WHAT TO DO
Retype exactly the part of the records that opens with the line containing "as [[200, 2]]." and closes with the line containing "127], [191, 147]]", including both of those lines.

Dataset rows showing where objects appear
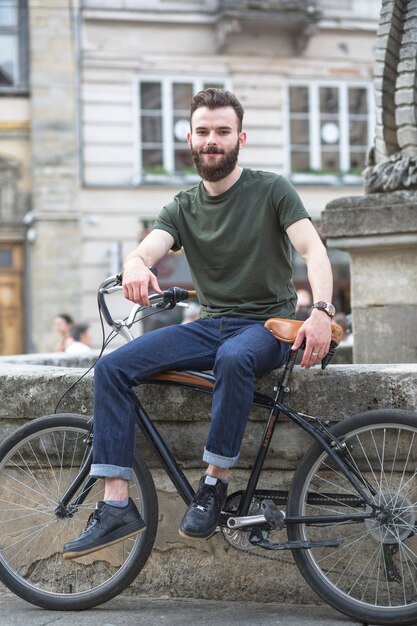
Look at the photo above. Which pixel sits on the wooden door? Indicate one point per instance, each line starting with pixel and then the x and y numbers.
pixel 11 298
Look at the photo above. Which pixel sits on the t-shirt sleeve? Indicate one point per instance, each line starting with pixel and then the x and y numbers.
pixel 166 220
pixel 289 205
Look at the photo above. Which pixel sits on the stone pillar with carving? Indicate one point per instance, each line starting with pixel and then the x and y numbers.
pixel 379 229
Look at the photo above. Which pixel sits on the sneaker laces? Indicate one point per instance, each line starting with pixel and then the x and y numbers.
pixel 204 496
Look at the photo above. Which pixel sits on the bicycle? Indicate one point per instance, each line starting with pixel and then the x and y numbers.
pixel 350 513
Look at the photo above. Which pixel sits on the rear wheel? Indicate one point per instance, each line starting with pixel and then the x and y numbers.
pixel 37 465
pixel 371 575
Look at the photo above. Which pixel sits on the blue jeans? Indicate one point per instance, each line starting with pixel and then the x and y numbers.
pixel 237 350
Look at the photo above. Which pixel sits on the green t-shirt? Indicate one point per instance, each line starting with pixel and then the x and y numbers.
pixel 236 246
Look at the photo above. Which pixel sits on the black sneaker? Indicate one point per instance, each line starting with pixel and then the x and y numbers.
pixel 202 516
pixel 106 525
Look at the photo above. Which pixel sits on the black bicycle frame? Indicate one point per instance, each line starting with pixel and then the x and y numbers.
pixel 276 407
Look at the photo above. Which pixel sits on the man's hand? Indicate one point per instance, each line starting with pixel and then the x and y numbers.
pixel 317 333
pixel 137 280
pixel 137 277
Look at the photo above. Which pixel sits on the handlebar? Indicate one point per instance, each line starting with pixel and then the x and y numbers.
pixel 167 300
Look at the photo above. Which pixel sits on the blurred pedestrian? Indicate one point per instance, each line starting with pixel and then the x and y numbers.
pixel 63 324
pixel 81 340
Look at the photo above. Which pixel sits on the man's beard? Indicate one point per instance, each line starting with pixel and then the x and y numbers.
pixel 222 166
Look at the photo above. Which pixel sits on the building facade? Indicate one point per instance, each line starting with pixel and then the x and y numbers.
pixel 94 135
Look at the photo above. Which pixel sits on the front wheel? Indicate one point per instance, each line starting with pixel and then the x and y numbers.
pixel 37 465
pixel 371 574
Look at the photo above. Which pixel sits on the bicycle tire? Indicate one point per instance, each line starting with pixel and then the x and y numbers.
pixel 37 464
pixel 358 576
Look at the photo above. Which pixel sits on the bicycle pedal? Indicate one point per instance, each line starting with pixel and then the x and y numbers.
pixel 294 545
pixel 275 518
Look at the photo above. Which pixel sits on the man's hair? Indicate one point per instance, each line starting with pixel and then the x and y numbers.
pixel 77 330
pixel 215 98
pixel 67 318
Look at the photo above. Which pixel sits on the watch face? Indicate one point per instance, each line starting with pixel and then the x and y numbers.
pixel 325 306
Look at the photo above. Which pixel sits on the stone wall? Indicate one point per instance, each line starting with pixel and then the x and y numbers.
pixel 181 568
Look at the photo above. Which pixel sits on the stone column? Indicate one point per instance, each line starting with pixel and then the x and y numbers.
pixel 379 230
pixel 54 253
pixel 380 233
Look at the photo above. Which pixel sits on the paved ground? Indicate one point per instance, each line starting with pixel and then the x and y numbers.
pixel 128 611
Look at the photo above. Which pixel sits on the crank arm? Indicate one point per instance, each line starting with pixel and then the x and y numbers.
pixel 248 520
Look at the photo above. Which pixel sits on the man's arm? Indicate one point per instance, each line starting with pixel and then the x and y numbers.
pixel 316 330
pixel 137 277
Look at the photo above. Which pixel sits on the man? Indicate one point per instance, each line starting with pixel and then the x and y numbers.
pixel 236 227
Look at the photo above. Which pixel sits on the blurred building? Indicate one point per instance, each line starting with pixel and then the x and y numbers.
pixel 94 99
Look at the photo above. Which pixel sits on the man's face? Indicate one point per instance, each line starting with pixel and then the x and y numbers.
pixel 215 142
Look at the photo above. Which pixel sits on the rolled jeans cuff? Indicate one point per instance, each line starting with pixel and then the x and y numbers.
pixel 221 461
pixel 111 471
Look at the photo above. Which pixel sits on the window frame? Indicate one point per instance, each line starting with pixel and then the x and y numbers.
pixel 20 32
pixel 313 86
pixel 168 148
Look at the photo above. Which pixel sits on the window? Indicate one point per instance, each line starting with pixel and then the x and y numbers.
pixel 330 128
pixel 164 109
pixel 13 45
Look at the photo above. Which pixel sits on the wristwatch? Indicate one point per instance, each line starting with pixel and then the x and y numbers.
pixel 327 307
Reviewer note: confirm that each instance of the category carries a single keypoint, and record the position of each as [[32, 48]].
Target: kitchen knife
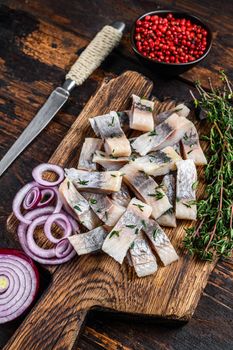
[[89, 60]]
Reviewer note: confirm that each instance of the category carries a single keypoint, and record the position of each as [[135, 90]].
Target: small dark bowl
[[171, 69]]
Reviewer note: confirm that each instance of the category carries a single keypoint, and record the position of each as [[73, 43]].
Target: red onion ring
[[19, 282], [38, 171]]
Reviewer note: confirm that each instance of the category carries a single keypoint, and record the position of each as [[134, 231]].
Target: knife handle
[[98, 49]]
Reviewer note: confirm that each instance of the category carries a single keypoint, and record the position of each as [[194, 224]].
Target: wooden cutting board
[[97, 280]]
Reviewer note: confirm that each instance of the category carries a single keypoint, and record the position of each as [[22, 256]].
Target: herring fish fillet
[[160, 242], [165, 134], [146, 189], [78, 204], [169, 187], [88, 242], [119, 240], [108, 127], [88, 149], [109, 162], [191, 147], [104, 207], [159, 162], [101, 182], [185, 190], [142, 257], [140, 116]]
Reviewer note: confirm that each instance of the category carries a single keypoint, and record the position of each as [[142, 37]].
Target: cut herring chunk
[[142, 257], [101, 182], [125, 231], [185, 190], [160, 242], [88, 149], [140, 117], [191, 147], [105, 208], [165, 134], [109, 162], [88, 242], [78, 204], [159, 162], [108, 127], [146, 189], [169, 187]]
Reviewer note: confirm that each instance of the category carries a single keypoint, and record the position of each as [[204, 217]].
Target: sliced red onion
[[19, 282], [40, 169]]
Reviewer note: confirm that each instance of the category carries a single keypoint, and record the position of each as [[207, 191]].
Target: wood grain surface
[[38, 41]]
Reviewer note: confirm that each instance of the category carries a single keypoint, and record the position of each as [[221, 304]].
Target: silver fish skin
[[100, 182], [146, 189], [89, 147], [169, 187], [88, 242], [160, 242], [191, 147], [119, 240], [165, 134], [78, 204], [140, 116], [159, 162], [185, 190], [109, 162], [104, 207], [142, 257], [108, 127]]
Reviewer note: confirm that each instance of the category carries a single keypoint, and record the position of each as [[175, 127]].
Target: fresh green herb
[[213, 235], [114, 233]]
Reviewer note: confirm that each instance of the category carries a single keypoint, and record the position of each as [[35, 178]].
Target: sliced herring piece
[[191, 147], [142, 257], [140, 117], [159, 162], [160, 242], [101, 182], [146, 189], [123, 234], [88, 242], [78, 204], [109, 162], [88, 149], [165, 134], [169, 187], [104, 207], [185, 190]]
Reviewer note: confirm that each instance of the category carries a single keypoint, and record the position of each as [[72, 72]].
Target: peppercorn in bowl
[[170, 42]]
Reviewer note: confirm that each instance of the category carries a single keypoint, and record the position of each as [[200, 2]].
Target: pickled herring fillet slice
[[88, 149], [186, 190], [169, 187], [160, 242], [119, 240], [159, 162], [78, 204], [146, 189], [142, 257], [165, 134], [104, 207], [109, 162], [101, 182], [88, 242], [140, 116], [108, 127], [191, 147]]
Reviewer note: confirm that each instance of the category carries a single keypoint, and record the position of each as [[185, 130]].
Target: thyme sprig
[[213, 235]]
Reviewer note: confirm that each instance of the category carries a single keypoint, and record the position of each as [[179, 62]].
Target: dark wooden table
[[39, 40]]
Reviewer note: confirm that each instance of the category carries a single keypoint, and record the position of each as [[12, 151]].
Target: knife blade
[[89, 60]]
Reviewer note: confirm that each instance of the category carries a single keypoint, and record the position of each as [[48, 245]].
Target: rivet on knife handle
[[91, 58]]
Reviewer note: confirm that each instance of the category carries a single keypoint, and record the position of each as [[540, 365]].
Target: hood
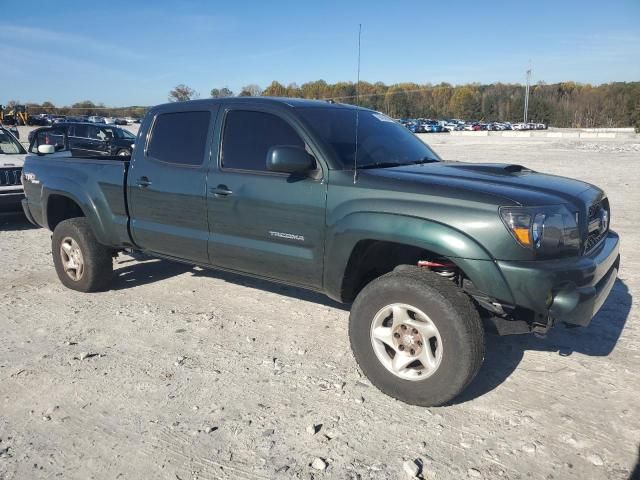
[[514, 183], [8, 161]]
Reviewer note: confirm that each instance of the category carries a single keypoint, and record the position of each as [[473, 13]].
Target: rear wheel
[[416, 336], [81, 262]]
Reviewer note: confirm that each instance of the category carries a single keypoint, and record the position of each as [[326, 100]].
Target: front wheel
[[81, 262], [416, 336]]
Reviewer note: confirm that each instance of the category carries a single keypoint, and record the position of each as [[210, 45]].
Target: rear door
[[167, 183], [264, 223]]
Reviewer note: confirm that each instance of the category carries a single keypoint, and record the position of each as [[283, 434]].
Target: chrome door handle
[[221, 191], [144, 182]]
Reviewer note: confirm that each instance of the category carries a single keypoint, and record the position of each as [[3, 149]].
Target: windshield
[[122, 133], [382, 142], [8, 144]]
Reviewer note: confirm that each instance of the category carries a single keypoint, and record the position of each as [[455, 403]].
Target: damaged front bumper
[[565, 290]]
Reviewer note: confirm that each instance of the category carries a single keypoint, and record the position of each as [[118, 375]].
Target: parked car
[[12, 155], [433, 126], [420, 247], [88, 139], [37, 120]]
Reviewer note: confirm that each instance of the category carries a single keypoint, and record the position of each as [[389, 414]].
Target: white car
[[12, 155]]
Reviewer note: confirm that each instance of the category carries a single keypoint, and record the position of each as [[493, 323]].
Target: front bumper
[[10, 203], [566, 290]]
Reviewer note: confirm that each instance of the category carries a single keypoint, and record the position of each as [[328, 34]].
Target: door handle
[[144, 182], [221, 191]]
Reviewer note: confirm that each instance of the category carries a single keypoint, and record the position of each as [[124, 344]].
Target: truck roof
[[290, 102]]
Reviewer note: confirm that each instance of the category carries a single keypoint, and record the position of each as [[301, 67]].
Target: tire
[[92, 267], [456, 349]]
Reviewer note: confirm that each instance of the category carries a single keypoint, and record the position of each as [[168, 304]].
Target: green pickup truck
[[344, 201]]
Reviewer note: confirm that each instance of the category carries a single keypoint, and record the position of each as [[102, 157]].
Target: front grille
[[10, 176], [598, 219]]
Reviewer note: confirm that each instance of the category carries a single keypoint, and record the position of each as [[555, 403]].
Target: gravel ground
[[181, 373]]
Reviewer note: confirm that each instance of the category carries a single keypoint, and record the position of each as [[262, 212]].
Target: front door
[[263, 223], [167, 184]]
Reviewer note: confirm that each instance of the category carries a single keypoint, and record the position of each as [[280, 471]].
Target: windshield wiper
[[398, 164], [382, 165], [424, 160]]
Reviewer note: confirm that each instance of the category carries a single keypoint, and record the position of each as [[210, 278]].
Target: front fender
[[435, 237]]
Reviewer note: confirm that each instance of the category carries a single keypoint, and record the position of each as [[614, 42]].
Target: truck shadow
[[14, 223], [132, 273], [503, 354], [635, 475]]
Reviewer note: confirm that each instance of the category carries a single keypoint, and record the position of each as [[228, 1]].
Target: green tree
[[221, 92], [251, 90], [182, 93], [276, 89], [465, 103]]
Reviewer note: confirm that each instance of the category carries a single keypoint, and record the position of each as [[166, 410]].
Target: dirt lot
[[181, 373]]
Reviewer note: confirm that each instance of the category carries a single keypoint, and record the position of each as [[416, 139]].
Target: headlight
[[550, 230]]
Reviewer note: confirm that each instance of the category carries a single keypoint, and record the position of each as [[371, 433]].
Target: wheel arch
[[68, 202], [366, 245]]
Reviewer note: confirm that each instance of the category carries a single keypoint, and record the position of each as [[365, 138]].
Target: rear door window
[[179, 138], [248, 136]]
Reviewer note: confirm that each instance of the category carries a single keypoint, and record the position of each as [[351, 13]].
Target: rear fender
[[94, 209]]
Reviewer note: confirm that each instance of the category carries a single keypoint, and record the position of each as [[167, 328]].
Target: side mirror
[[46, 149], [289, 159]]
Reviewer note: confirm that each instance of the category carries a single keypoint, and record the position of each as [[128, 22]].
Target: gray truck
[[344, 201]]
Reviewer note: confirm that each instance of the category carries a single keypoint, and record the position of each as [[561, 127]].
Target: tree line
[[566, 104]]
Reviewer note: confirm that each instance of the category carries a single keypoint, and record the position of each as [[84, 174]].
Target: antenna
[[526, 94], [355, 154]]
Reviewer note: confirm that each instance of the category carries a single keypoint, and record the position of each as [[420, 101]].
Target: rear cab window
[[179, 138], [49, 136], [248, 136]]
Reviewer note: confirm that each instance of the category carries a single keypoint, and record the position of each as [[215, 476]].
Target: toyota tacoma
[[345, 201]]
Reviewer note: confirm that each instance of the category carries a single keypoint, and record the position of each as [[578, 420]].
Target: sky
[[128, 52]]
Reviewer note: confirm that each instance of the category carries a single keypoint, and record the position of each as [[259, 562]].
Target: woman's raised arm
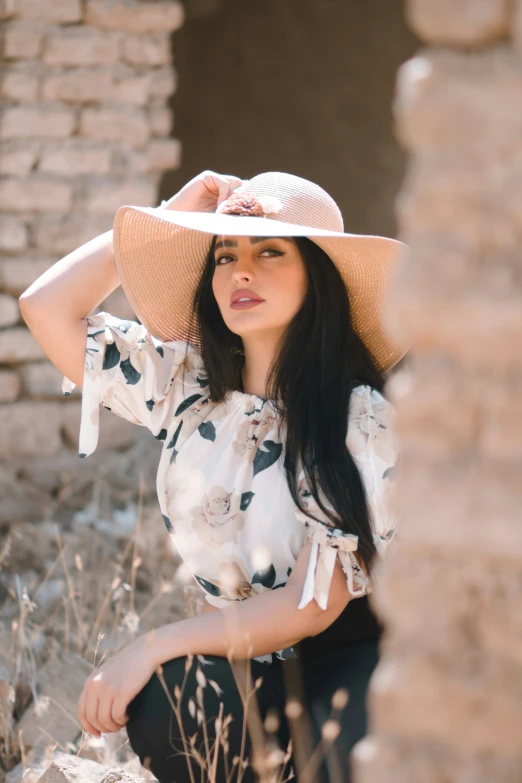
[[55, 305]]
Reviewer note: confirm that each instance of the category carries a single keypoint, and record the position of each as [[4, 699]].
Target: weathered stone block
[[81, 46], [64, 233], [17, 274], [21, 41], [106, 196], [164, 82], [58, 11], [132, 89], [39, 760], [80, 85], [448, 101], [33, 122], [147, 50], [13, 234], [469, 494], [10, 385], [40, 195], [19, 84], [401, 760], [42, 379], [414, 697], [161, 120], [74, 158], [17, 159], [467, 23], [127, 127], [135, 17], [30, 429]]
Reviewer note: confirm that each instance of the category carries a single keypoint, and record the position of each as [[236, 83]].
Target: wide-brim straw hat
[[160, 255]]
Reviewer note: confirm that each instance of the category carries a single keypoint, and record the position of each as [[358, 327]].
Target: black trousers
[[293, 696]]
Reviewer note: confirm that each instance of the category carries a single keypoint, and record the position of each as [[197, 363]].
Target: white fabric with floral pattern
[[221, 482]]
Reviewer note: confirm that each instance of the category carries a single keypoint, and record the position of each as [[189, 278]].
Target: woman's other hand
[[204, 192], [109, 689]]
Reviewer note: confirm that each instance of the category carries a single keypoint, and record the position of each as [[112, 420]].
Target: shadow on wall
[[301, 86]]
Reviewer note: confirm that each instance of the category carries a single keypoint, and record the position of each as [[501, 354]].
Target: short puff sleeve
[[134, 375], [371, 442]]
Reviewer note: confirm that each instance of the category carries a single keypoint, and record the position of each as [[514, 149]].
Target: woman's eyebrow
[[253, 241]]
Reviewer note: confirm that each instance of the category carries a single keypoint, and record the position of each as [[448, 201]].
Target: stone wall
[[446, 700], [84, 128]]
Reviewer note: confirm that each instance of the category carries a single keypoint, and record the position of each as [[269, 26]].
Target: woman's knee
[[150, 711]]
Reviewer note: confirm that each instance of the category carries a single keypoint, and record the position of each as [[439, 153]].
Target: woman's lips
[[245, 305]]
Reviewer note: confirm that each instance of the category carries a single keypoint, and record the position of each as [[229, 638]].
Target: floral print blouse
[[221, 483]]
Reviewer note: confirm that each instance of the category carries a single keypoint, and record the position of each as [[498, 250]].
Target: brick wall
[[84, 128], [446, 700]]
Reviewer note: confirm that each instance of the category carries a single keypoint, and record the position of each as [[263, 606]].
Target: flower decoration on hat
[[250, 205]]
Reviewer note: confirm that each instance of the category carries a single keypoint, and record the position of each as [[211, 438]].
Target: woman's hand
[[204, 192], [108, 690]]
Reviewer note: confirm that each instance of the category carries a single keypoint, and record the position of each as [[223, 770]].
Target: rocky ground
[[72, 589]]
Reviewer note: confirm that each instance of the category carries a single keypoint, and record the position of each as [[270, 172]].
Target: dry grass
[[101, 611]]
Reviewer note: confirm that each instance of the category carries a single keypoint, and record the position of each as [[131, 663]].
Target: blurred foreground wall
[[446, 703]]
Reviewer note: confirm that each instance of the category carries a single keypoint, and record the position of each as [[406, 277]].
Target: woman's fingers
[[105, 714], [118, 713], [91, 711]]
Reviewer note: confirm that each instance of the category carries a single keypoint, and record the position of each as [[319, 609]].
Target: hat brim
[[160, 255]]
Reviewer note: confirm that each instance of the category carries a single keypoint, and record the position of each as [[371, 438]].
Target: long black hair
[[320, 361]]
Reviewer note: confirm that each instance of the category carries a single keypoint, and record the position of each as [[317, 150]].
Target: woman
[[260, 362]]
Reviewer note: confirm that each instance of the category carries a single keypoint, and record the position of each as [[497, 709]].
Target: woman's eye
[[270, 250], [273, 251]]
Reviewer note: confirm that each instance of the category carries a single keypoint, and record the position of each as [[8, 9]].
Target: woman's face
[[272, 269]]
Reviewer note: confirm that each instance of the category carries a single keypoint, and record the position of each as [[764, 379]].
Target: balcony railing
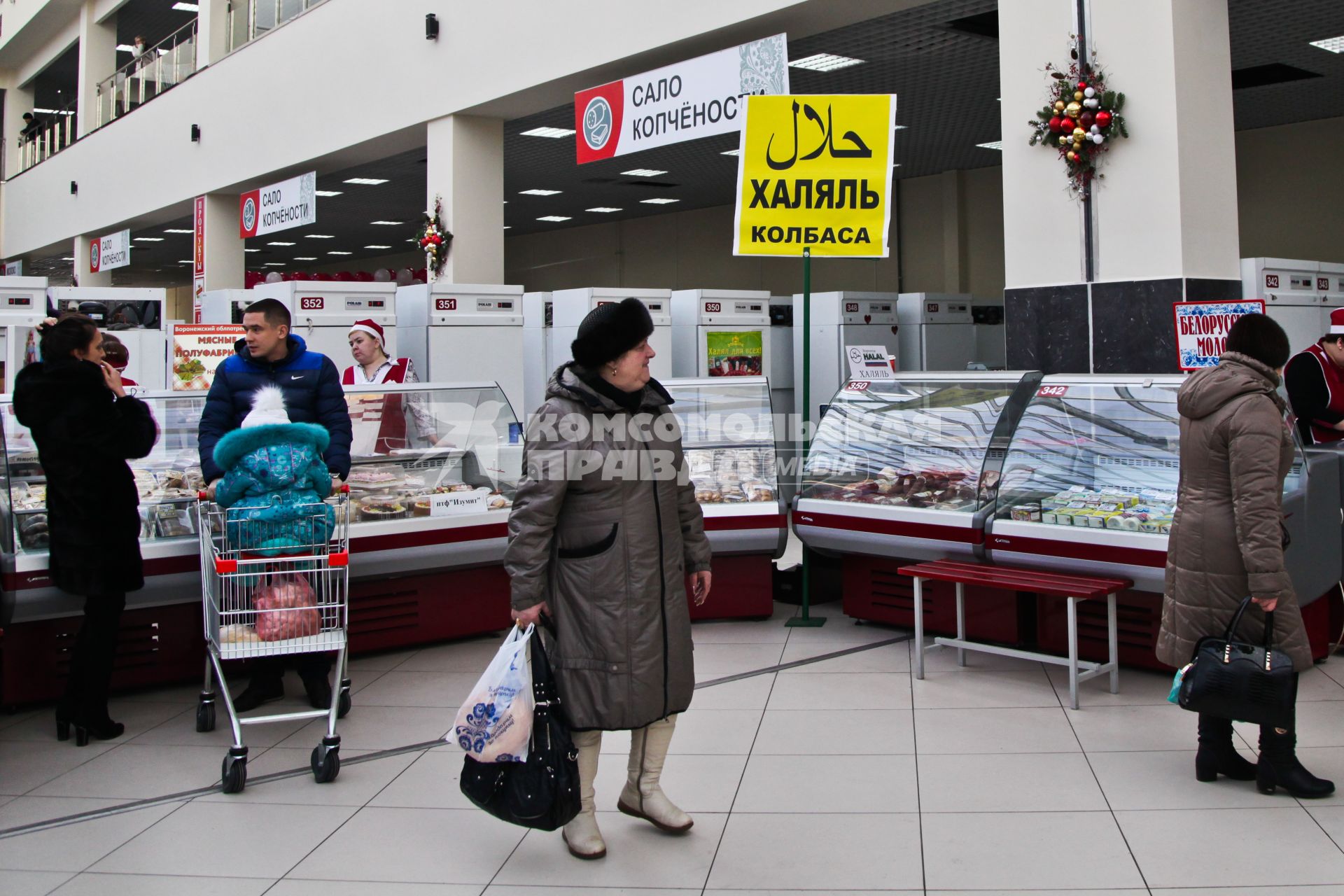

COMPLETED TASK
Reviewer note: confirm that each instance of the category carries a single keypoint, and record the position of each as [[200, 2]].
Target: pickled herring fillet slice
[[88, 149], [186, 190], [169, 187], [160, 242], [119, 240], [159, 162], [78, 204], [146, 189], [142, 257], [165, 134], [104, 207], [109, 162], [101, 182], [88, 242], [140, 116], [108, 127], [191, 147]]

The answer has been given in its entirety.